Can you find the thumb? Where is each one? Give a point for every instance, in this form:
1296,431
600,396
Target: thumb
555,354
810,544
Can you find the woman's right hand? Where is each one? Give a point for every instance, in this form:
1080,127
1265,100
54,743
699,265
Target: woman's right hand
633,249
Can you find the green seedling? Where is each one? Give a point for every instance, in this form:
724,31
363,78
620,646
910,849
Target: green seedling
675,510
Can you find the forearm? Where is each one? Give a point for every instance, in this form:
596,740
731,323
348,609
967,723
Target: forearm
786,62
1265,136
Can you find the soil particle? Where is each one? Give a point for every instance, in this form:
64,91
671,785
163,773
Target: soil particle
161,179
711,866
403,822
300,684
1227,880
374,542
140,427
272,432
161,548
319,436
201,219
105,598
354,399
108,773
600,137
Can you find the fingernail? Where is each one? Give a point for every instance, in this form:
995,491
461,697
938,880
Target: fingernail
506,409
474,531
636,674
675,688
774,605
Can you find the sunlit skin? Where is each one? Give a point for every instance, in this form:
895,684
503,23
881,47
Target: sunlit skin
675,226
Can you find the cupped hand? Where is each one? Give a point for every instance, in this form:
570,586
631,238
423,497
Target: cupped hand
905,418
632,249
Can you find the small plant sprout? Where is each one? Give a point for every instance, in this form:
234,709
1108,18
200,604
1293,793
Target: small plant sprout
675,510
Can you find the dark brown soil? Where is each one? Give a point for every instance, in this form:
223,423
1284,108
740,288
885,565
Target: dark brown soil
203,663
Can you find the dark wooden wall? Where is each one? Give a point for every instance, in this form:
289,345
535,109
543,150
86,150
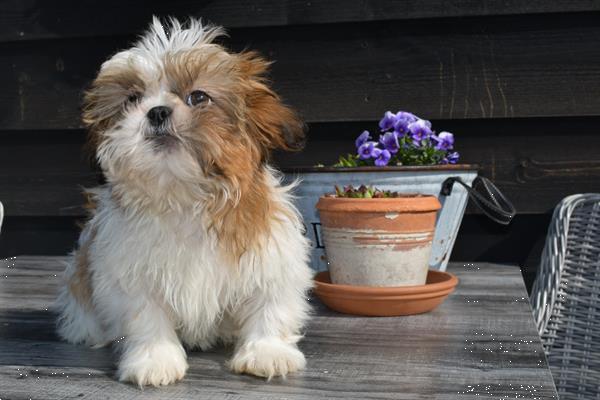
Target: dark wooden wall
518,82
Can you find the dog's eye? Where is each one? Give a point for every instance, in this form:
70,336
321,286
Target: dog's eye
134,97
197,97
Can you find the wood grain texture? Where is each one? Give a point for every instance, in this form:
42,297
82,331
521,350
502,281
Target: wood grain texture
501,67
39,19
480,342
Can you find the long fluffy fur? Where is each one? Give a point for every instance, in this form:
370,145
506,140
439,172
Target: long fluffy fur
196,242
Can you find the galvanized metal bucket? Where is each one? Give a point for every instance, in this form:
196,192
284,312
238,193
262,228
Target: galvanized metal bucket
314,182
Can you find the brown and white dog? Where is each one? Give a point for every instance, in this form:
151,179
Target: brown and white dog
193,240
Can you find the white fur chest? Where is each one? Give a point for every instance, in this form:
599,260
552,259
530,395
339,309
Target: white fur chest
171,259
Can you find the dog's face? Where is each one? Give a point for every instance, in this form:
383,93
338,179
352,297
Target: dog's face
177,107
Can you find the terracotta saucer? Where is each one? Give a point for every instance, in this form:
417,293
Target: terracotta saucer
385,301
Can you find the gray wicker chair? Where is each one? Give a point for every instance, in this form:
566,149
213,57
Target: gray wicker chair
566,297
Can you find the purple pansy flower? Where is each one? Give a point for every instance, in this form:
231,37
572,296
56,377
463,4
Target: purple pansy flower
420,130
368,150
403,120
388,121
389,140
444,141
383,158
362,138
407,116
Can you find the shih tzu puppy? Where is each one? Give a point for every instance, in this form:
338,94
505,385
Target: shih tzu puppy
193,240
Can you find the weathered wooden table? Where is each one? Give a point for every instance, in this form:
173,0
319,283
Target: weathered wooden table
480,343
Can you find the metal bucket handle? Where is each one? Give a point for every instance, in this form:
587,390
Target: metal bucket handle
490,200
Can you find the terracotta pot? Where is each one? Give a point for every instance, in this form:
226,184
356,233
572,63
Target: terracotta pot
378,242
388,301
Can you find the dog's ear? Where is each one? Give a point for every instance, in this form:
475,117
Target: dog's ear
274,124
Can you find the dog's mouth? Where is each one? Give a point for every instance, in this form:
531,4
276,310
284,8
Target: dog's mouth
162,138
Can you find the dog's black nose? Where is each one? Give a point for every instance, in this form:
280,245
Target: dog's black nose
158,115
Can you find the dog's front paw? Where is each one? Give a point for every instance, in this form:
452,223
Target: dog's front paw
155,364
267,357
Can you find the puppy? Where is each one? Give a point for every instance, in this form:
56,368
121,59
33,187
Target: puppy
193,240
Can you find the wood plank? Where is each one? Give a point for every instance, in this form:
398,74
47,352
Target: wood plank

- Exercise prompt:
Put every line of the entries above into a Markdown table with the columns Row and Line. Number the rows, skip blank lines, and leave the pictures out.

- Exercise result:
| Row | Line |
|---|---|
| 1 | Can you find the thumb? Where is each one? Give a point for every instance, in this form: |
| 2 | 1296,431 |
| 3 | 600,396 |
| 4 | Target: thumb |
| 5 | 555,354 |
| 6 | 810,544 |
| 7 | Can you find the woman's right hand? Where is each one? Give a point for every instance, in this form: |
| 8 | 1080,127 |
| 9 | 1265,100 |
| 10 | 54,743 |
| 11 | 699,265 |
| 12 | Target: woman's right hand |
| 13 | 633,249 |
| 14 | Can you find the green seedling? Where is each one? Give a point for every instance, in this form: |
| 15 | 724,31 |
| 16 | 363,78 |
| 17 | 620,646 |
| 18 | 910,849 |
| 19 | Target: green seedling |
| 20 | 675,510 |
| 21 | Can you find the forearm? Where is each one? Give a point for every instance, in this form: |
| 22 | 596,740 |
| 23 | 731,323 |
| 24 | 348,609 |
| 25 | 967,723 |
| 26 | Target: forearm |
| 27 | 786,62 |
| 28 | 1265,136 |
| 29 | Can you find the soil particle? Where is each one? Give a point for every instance, in this form: |
| 30 | 64,91 |
| 31 | 671,785 |
| 32 | 163,773 |
| 33 | Target: soil particle |
| 34 | 161,179 |
| 35 | 711,866 |
| 36 | 403,822 |
| 37 | 300,684 |
| 38 | 1227,880 |
| 39 | 374,542 |
| 40 | 140,427 |
| 41 | 272,432 |
| 42 | 161,548 |
| 43 | 319,436 |
| 44 | 201,219 |
| 45 | 105,598 |
| 46 | 354,399 |
| 47 | 108,773 |
| 48 | 600,137 |
| 49 | Can you find the fingernail? Where is each one? Give a point for every instance, in this form: |
| 50 | 995,491 |
| 51 | 461,697 |
| 52 | 938,880 |
| 53 | Target: fingernail |
| 54 | 506,409 |
| 55 | 474,531 |
| 56 | 636,674 |
| 57 | 675,688 |
| 58 | 774,605 |
| 59 | Can you find the sunlit skin? Where is each one? Give a point for every instance, in this form: |
| 60 | 895,684 |
| 61 | 503,23 |
| 62 | 881,47 |
| 63 | Target: sunlit skin |
| 64 | 675,226 |
| 65 | Can you find the cupped hand? Where is each one? Give a point for every instance, in this form: |
| 66 | 570,586 |
| 67 | 631,238 |
| 68 | 423,497 |
| 69 | Target: cupped hand |
| 70 | 905,418 |
| 71 | 632,249 |
| 72 | Can you find the small plant sprout? Where is each one? Give a point for every instance, in this form: |
| 73 | 234,709 |
| 74 | 1108,18 |
| 75 | 200,604 |
| 76 | 1293,793 |
| 77 | Target: small plant sprout |
| 78 | 675,510 |
| 79 | Can you find the dark brown soil? Where is each one? Give a point for every instance, in this form: |
| 80 | 223,423 |
| 81 | 1284,108 |
| 82 | 740,288 |
| 83 | 885,565 |
| 84 | Target: dark brown soil |
| 85 | 203,663 |
| 86 | Can you find the dark wooden wall? Where is each one? Give a point for every instance, in this form: |
| 87 | 289,345 |
| 88 | 535,109 |
| 89 | 543,150 |
| 90 | 86,150 |
| 91 | Target: dark wooden wall |
| 92 | 518,82 |
| 93 | Can you find the dog's eye? Where is each one? Give a point for every instance, in this form: |
| 94 | 70,336 |
| 95 | 321,286 |
| 96 | Target: dog's eye |
| 97 | 134,97 |
| 98 | 197,97 |
| 99 | Can you find the wood grain texture? Where is each one? Give a point for every instance, in this form: |
| 100 | 42,297 |
| 101 | 82,331 |
| 102 | 521,350 |
| 103 | 502,281 |
| 104 | Target: wood grain texture |
| 105 | 501,67 |
| 106 | 39,19 |
| 107 | 480,342 |
| 108 | Can you find the long fluffy fur? Where is each one? Give a point for every instance, in this form: |
| 109 | 370,145 |
| 110 | 506,140 |
| 111 | 439,172 |
| 112 | Target: long fluffy fur |
| 113 | 196,242 |
| 114 | Can you find the galvanized metal bucket? Where is each one? Give a point for every instance, in this form: |
| 115 | 196,192 |
| 116 | 284,312 |
| 117 | 238,193 |
| 118 | 262,228 |
| 119 | Target: galvanized metal bucket |
| 120 | 314,182 |
| 121 | Can you find the brown and white dog? Where is each one? Give a point for every instance, in this form: |
| 122 | 151,179 |
| 123 | Target: brown and white dog |
| 124 | 193,240 |
| 125 | Can you find the white fur chest? Where is each one? Give a point for every instance, in this form: |
| 126 | 599,260 |
| 127 | 552,259 |
| 128 | 530,395 |
| 129 | 339,309 |
| 130 | Target: white fur chest |
| 131 | 171,259 |
| 132 | Can you find the dog's face? Where is each one? Give a point for every instance, in this form: |
| 133 | 383,93 |
| 134 | 338,179 |
| 135 | 352,297 |
| 136 | Target: dog's face |
| 137 | 177,107 |
| 138 | Can you find the terracotta saucer? Where is each one? Give a point for every instance, in this form: |
| 139 | 417,293 |
| 140 | Target: terracotta saucer |
| 141 | 385,301 |
| 142 | Can you find the gray wicker chair? Where is each one? Give a point for every instance, in this form: |
| 143 | 566,149 |
| 144 | 213,57 |
| 145 | Target: gray wicker chair |
| 146 | 566,297 |
| 147 | Can you find the purple pansy flower? Where is each one? Give a point for every instance, in this form: |
| 148 | 231,37 |
| 149 | 572,296 |
| 150 | 56,377 |
| 151 | 463,4 |
| 152 | Target: purple pansy flower |
| 153 | 420,130 |
| 154 | 368,150 |
| 155 | 403,120 |
| 156 | 388,121 |
| 157 | 389,140 |
| 158 | 444,141 |
| 159 | 383,158 |
| 160 | 362,138 |
| 161 | 407,116 |
| 162 | Can you find the shih tzu puppy? Where is each one? Give a point for every instance, in this form: |
| 163 | 338,94 |
| 164 | 505,385 |
| 165 | Target: shih tzu puppy |
| 166 | 193,240 |
| 167 | Can you find the weathered wooden table? Where is each one? Give a point for every instance, in this form: |
| 168 | 173,0 |
| 169 | 319,283 |
| 170 | Target: weathered wooden table |
| 171 | 480,343 |
| 172 | Can you find the metal bucket handle? Where is each one? Give a point for every instance, in this form: |
| 173 | 587,390 |
| 174 | Target: metal bucket handle |
| 175 | 490,200 |
| 176 | Can you find the terracotta pot? Where is each one? Give a point for every instance, in this form: |
| 177 | 226,184 |
| 178 | 356,233 |
| 179 | 572,63 |
| 180 | Target: terracotta pot |
| 181 | 378,242 |
| 182 | 388,301 |
| 183 | Can you find the dog's ear? Where is each one? Give a point for every instance, in this form: |
| 184 | 475,117 |
| 185 | Target: dog's ear |
| 186 | 274,124 |
| 187 | Can you find the dog's mouth? Where is each one? Give a point for every instance, in this form: |
| 188 | 531,4 |
| 189 | 276,310 |
| 190 | 284,8 |
| 191 | Target: dog's mouth |
| 192 | 162,138 |
| 193 | Can you find the dog's black nose? Where is each one? Give a point for every instance, in this form: |
| 194 | 280,245 |
| 195 | Target: dog's black nose |
| 196 | 158,115 |
| 197 | Can you find the dog's front paw? Where is each one? Give a point for every instance, in this form: |
| 198 | 452,223 |
| 199 | Target: dog's front paw |
| 200 | 155,364 |
| 201 | 267,357 |
| 202 | Can you find the puppy? Where is each one? Give a point for every instance, in this form: |
| 203 | 56,368 |
| 204 | 121,59 |
| 205 | 33,187 |
| 206 | Target: puppy |
| 207 | 193,240 |
| 208 | Can you find the wood plank? Where is each one? Give a point for every instance, in this form: |
| 209 | 398,74 |
| 210 | 47,352 |
| 211 | Target: wood plank |